ECMWF Newsletter #175

Enhancing OpenIFS by adding atmospheric composition capabilities

Marcus O. Köhler
Adrian A. Hill (both ECMWF)
Vincent Huijnen
Philippe Le Sager (both KNMI)

 

OpenIFS is a portable version of ECMWF’s global weather forecasting model. Over the past decade, its user community has grown continually, and the model is used for research in many areas of atmospheric science. This has been further expanded with the release of the OpenIFS/AC model in 2022. This extension of OpenIFS permits the simulation of atmospheric composition, including trace gases and aerosols and their interaction with other atmospheric processes.

The road to OpenIFS/AC

For more than a decade, the OpenIFS activity has provided supported, portable configurations of the operational ECMWF Integrated Forecasting System (IFS) (Carver, 2022). The broad aims of OpenIFS are to facilitate easier ways for scientists in ECMWF Member and Co-operating States to access the IFS, to enable its external use for research and teaching on numerical weather prediction (NWP), to promote knowledge exchange, and to enhance collaborations between national hydrological & meteorological services, universities and research institutes.

The OpenIFS model is a 3D global forecasting model which consists of the IFS atmospheric model with all the subcomponents for forecast-only simulations, including the fully coupled land surface and ocean surface wave model. Since OpenIFS is designed to be light-weight and for forecast-only applications, the observational data processing system and data assimilation are excluded.

OpenIFS is distributed under a free licence agreement which permits its use for teaching and research. Its user community has grown from year to year, and it now consists of over one hundred licensed institutes, which are mostly located in and around Europe. OpenIFS users engage in a wide spectrum of scientific and technical modelling activities, which cover simulation timescales from short forecasts to climate simulations. The research carried out by OpenIFS users extends over an impressive range of topics that is increasingly reflected in the published literature. OpenIFS is also a useful tool for professional training and for teaching the next generation of atmospheric scientists, both internally at ECMWF and at other institutions. An overview of some of the uses of OpenIFS in training and teaching is shown in Szépszó et al. (2019).

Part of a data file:
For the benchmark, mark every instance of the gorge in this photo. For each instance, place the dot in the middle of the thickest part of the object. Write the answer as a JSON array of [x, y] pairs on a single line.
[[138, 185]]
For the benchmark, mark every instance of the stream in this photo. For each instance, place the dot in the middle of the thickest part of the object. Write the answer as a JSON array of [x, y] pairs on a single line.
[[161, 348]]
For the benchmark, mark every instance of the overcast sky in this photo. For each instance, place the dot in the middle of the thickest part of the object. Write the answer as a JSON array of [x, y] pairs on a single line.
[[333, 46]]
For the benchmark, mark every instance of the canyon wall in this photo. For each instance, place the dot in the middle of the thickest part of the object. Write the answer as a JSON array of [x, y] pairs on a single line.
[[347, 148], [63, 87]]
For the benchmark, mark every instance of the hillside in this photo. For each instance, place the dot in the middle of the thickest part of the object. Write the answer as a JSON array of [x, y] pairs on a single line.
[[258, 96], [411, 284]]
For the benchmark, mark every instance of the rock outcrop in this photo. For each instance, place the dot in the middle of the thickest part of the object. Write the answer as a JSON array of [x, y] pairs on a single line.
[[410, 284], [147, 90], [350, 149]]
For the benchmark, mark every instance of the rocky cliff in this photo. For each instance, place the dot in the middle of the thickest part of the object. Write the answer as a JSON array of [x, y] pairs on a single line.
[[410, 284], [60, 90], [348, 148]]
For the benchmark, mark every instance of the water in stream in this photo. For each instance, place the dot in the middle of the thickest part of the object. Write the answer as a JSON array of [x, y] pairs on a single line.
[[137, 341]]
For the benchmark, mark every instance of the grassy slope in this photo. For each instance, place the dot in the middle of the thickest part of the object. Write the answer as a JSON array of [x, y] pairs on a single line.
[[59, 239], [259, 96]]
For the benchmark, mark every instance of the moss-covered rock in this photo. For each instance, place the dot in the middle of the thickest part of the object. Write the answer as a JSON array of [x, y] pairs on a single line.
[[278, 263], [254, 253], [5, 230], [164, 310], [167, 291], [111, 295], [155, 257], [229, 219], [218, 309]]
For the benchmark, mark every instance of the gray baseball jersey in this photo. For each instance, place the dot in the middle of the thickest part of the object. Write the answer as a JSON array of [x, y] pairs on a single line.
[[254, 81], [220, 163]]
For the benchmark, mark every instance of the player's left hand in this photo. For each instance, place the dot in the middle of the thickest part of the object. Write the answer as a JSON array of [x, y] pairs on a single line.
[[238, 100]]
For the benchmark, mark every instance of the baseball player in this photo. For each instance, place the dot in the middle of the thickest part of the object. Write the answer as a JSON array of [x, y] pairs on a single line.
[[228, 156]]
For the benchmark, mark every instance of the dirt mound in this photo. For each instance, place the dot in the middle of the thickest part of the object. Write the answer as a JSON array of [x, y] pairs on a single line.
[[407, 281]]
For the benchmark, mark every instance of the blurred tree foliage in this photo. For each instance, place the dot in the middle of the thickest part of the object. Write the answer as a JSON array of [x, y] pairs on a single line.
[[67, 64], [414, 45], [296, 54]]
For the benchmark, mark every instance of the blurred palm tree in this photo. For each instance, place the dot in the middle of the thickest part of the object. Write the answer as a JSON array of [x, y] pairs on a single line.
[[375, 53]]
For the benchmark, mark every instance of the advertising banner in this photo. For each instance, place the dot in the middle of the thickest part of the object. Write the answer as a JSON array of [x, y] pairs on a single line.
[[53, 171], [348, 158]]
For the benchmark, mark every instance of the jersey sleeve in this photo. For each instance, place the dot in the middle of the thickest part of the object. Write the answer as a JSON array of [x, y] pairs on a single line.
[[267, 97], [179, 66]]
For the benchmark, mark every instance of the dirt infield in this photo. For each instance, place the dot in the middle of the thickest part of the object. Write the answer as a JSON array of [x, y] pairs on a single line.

→ Request
Write the next part of the newsletter article on OpenIFS, carrying on from its final sentence. The items above play no role here.

→ Response to the task
An expanding area of research is the linkage between air quality, meteorology and associated feedbacks of air quality on weather forecasting. This includes the short-term variability of trace gas and aerosol processes in the atmosphere at a range of spatial scales. When linked to weather forecasts, predicted air quality can contribute to mitigating the public health impacts caused by air pollution. It can also help in the identification of air pollution sources and rapid changes in emissions of primary pollutants or their chemical precursors. Growth in supercomputer performance and improved accuracy in operational forecasting, combined with an improved understanding of atmospheric chemistry and aerosol processes, make it possible to consider full two-way interaction and feedback between chemistry and meteorology in global models.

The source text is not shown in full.